WHAT THE EXERCISE ASKS: Set out exactly every line of the entries below, starting at the line that holds "index finger, one line per instance." and stopping after the line that holds "open notebook, one line per instance.".

(Beginning of AVAILABLE DATA)

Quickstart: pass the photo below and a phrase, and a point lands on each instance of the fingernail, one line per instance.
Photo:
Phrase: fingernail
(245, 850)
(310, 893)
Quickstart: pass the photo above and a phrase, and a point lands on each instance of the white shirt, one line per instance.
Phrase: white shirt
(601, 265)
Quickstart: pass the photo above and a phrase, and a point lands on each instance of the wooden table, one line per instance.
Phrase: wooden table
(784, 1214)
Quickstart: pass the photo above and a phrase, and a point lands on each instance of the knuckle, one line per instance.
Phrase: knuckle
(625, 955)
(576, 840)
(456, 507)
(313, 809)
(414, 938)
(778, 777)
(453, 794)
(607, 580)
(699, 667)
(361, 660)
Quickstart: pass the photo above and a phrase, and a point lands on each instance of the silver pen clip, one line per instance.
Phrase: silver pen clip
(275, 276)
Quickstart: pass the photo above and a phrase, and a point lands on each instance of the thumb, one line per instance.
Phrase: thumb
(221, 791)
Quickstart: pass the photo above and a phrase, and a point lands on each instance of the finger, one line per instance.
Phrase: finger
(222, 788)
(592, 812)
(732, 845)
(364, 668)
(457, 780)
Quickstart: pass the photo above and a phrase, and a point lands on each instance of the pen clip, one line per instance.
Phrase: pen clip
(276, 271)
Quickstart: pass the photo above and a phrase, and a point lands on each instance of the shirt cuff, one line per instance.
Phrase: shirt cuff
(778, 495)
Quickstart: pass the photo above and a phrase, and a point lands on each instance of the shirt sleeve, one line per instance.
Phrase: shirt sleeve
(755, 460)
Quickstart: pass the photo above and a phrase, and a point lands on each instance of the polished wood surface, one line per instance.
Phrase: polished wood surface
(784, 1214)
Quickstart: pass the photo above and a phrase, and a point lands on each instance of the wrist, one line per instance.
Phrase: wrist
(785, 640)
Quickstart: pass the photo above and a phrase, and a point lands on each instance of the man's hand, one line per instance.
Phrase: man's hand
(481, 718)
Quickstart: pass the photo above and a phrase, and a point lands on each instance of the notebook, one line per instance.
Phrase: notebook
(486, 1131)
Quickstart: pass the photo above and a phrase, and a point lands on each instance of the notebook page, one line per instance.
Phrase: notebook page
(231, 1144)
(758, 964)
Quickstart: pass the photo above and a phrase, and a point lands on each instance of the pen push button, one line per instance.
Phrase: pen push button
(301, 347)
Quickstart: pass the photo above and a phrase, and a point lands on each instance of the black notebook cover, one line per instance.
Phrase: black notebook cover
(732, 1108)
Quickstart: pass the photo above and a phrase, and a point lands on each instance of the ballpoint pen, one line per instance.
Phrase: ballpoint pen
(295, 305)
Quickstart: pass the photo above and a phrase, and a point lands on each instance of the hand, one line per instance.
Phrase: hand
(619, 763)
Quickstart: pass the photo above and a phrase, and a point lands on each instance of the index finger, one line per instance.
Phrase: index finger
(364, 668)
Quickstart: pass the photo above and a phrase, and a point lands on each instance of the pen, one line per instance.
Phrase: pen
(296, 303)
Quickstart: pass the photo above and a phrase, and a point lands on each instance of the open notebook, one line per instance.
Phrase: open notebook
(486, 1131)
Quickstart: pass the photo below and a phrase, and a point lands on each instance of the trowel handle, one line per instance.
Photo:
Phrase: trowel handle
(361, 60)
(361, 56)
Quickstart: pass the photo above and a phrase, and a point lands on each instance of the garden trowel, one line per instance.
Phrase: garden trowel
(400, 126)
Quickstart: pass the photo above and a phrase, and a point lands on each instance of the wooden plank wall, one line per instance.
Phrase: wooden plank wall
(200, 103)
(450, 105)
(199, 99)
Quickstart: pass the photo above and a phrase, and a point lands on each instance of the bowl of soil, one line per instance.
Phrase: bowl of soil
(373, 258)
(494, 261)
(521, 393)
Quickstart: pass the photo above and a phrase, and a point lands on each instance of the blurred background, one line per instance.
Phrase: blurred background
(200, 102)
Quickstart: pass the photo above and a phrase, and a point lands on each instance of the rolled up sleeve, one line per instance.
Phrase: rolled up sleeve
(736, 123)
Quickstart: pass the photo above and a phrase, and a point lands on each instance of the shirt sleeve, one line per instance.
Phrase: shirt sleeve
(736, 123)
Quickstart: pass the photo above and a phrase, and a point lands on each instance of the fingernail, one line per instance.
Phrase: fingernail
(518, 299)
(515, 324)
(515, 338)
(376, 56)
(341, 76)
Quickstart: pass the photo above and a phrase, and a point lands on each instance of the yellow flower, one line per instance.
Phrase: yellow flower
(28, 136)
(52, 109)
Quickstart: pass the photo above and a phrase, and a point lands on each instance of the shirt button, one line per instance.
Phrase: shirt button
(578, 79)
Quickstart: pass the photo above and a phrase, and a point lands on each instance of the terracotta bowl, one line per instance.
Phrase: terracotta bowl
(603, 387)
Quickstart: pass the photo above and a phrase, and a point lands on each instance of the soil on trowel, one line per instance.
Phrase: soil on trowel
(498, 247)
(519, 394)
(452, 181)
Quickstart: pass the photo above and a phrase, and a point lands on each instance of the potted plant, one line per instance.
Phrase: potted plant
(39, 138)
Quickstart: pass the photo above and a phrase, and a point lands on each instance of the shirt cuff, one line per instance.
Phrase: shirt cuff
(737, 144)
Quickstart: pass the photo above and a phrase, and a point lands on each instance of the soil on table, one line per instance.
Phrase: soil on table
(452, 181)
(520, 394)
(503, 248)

(End of AVAILABLE DATA)

EXERCISE ANSWER:
Quickstart: pass the photo above and a phrase, and a point lands on each instance of the index finger, one line per instance.
Phrase: index finger
(364, 668)
Quickstart: pass the photo above and a phrase, and a point lands on each instance of the pen, one line per instance.
Phrase: pen
(296, 303)
Quickstart: pass the photo above and a phrase, and a point lands on each instance of the open notebook, one line per instance.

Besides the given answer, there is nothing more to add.